Given records
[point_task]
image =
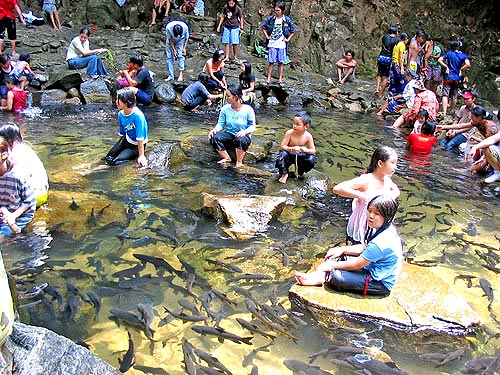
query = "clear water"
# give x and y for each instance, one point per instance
(439, 201)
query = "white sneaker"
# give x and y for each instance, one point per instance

Your task
Reproduce every line of the rows above, requests included, with each x and y coordinate in the answers increased by 127. Omit the pictures.

Written solution
[point_task]
image =
query = "clear water"
# give x and y for each instance, one point per instance
(566, 328)
query = "white sneaker"
# give x and y for each instance, one point per instance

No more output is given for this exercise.